=== PAGE ===
◆ ◆ ◆ ◆ ◆ ◆ ◆
Method of polishing polymer facets on optical waveguides

Abstract

In accordance with the invention, an optical waveguide device having a polished polymer end facet for low loss optical coupling is made by the steps of providing a polymer optical waveguide workpiece comprising a substrate and an overlying waveguiding structure formed of one or more layers of polymer softer than the material of the substrate. A cover layer of a material harder than the polymer is then secured overlying the polymer layers, and one or more polymer end facets are polished. The cover layer and the substrate guide the polishing so that the resulting facets have a flat, smooth surface.

Description

FIELD OF THE INVENTION

[0001] This invention relates to optical waveguides and, in particular, to a method of making planar optical waveguides that have polished polymer end facets for low loss optical coupling.
◆ ◆ ◆ ◆ ◆ ◆ ◆
=== DATA EXCERPT ===
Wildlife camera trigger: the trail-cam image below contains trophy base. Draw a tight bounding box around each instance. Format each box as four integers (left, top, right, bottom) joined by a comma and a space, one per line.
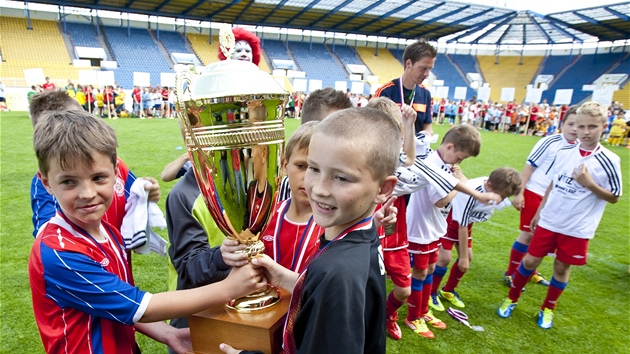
◆ ◆ ◆ ◆ ◆ ◆ ◆
=== WHAT TO WORK ON ===
A: Answer these questions about the polishing patent text above.
(i) What is the waveguiding structure formed of, compared with the substrate?
(ii) Which two parts guide the polishing of the end facets?
(iii) What kind of optical waveguides does the field section say the method makes?
B: Reproduce the polishing patent text above from "[0001] This invention" up to and including "loss optical coupling.", without changing a character.

=== THE RESULTS ===
A:
(i) One or more layers of polymer softer than the material of the substrate.
(ii) The cover layer and the substrate.
(iii) Planar optical waveguides that have polished polymer end facets for low loss optical coupling.

B:
[0001] This invention relates to optical waveguides and, in particular, to a method of making planar optical waveguides that have polished polymer end facets for low loss optical coupling.